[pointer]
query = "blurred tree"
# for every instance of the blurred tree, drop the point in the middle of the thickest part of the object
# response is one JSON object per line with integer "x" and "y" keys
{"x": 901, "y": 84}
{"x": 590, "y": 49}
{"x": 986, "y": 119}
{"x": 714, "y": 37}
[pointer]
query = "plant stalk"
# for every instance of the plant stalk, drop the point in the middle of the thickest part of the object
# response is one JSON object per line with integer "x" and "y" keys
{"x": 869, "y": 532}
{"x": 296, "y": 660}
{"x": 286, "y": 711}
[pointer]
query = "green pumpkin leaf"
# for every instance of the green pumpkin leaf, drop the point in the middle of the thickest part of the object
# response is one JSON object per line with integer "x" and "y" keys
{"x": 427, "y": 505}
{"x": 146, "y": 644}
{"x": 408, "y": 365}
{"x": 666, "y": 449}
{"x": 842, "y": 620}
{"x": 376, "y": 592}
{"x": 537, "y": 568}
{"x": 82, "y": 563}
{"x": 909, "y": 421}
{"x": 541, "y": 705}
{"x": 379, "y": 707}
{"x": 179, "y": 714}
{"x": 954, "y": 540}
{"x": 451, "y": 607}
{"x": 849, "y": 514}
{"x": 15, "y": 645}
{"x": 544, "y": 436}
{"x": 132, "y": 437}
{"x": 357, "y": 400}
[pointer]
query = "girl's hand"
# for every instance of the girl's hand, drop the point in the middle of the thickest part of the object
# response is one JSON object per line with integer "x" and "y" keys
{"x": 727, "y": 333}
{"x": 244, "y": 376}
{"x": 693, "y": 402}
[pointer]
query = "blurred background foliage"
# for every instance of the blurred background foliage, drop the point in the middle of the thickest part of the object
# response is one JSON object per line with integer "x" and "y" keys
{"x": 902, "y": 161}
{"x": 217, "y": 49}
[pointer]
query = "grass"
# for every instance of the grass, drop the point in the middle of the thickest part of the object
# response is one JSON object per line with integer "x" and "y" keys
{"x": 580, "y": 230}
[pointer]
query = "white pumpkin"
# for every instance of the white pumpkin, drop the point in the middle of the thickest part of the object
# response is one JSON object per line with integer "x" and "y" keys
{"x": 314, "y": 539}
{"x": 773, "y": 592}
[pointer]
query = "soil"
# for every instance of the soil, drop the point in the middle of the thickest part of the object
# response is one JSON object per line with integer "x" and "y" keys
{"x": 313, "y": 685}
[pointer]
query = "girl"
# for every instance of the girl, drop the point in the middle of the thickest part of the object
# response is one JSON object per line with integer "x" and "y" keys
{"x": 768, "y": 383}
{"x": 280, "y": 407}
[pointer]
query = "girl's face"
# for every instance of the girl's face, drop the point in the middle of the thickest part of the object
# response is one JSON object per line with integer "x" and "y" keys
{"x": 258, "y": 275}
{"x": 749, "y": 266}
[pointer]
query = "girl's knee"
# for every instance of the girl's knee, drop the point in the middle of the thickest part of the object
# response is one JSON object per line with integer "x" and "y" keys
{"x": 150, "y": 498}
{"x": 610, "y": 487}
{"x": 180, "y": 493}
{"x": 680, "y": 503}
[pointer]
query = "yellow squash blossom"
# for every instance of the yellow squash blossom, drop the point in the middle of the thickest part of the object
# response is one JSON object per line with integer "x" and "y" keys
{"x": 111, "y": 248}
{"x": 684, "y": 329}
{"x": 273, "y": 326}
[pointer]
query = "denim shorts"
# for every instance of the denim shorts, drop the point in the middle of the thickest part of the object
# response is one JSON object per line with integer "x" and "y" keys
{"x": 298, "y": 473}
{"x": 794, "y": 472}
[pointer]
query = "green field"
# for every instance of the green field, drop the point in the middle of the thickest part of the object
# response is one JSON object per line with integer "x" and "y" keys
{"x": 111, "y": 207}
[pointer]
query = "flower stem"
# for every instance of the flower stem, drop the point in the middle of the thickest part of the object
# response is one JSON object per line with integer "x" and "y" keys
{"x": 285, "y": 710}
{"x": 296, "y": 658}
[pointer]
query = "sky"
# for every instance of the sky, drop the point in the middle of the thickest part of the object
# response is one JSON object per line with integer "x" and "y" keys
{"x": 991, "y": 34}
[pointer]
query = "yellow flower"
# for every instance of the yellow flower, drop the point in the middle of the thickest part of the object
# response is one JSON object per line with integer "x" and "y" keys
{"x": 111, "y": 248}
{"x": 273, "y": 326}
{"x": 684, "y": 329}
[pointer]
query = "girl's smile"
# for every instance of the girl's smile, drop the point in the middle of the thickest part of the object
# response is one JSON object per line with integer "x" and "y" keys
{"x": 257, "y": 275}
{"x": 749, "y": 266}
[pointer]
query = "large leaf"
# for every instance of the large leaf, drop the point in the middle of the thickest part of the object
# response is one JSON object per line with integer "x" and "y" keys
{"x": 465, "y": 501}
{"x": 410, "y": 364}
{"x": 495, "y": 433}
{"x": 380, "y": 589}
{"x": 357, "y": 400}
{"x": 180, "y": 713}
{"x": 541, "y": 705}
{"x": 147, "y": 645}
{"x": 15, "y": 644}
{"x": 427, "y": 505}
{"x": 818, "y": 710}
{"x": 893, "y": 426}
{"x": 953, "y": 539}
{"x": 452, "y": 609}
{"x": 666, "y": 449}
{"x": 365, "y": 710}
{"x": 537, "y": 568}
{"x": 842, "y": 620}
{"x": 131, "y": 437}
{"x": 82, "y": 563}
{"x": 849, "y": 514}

» Exercise instructions:
The answer should be a single number giving how many lines in the records hold the word "grass".

» Result for this task:
2